Below are records to transcribe in full and unchanged; omit every picture.

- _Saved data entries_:
****************
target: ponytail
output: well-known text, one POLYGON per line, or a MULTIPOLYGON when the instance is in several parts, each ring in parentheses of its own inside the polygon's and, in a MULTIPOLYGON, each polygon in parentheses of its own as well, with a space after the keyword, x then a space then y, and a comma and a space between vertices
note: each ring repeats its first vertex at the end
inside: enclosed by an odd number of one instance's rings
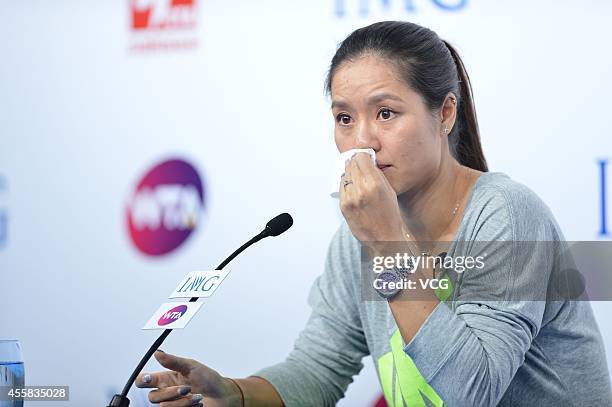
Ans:
POLYGON ((448 42, 442 40, 453 57, 459 75, 460 95, 457 95, 457 126, 449 134, 451 153, 460 164, 487 172, 487 160, 480 144, 480 131, 474 106, 472 84, 461 57, 448 42))

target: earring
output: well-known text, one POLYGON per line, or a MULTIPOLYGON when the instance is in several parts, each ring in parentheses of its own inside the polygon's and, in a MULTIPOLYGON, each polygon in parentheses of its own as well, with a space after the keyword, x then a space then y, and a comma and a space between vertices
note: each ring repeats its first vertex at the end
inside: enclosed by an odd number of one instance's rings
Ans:
POLYGON ((448 127, 444 128, 444 134, 448 133, 448 127))

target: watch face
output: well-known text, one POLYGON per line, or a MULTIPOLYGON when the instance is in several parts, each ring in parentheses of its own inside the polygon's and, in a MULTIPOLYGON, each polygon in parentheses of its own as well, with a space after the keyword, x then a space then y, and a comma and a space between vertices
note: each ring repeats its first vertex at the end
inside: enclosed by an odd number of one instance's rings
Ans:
****************
- _RESULT OF THIS TASK_:
target: ponytail
output: well-known text, one POLYGON per line, or a MULTIPOLYGON when the instance is in several parts, each ring in parentheses of its own inside the polygon's and, in a MULTIPOLYGON, each polygon in parentheses of its own as well, with a space after the keyword, x then a space then y, and a comma and a space between vertices
note: each ring repeats its first vertex at the end
inside: enclosed by an odd number of one instance's rings
Ans:
POLYGON ((448 42, 442 40, 453 57, 459 75, 460 95, 457 95, 457 126, 449 134, 451 153, 460 164, 487 172, 487 160, 480 144, 480 131, 474 106, 472 84, 461 57, 448 42))

target: earring
output: well-known text, one POLYGON per line, or a MULTIPOLYGON when the instance is in several parts, each ring in parentheses of its own inside the polygon's and, in a MULTIPOLYGON, each polygon in parentheses of its own as well, with a space after the keyword, x then a space then y, and a comma and a space between vertices
note: each ring repeats its first vertex at the end
inside: enclosed by an odd number of one instance's rings
Ans:
POLYGON ((448 127, 444 128, 444 134, 448 133, 448 127))

target: watch face
output: well-known text, one POLYGON per line, or a MULTIPOLYGON when the instance is in several parts, each ring in parentheses of its own inside the polygon's and, in a MULTIPOLYGON, each polygon in parentheses of its own as well, with a space after the keyword, x then a space then y, and a comma and a space between vertices
note: each ring repeats its first vertex at the end
inside: enclosed by an odd number of one instance's rings
Ans:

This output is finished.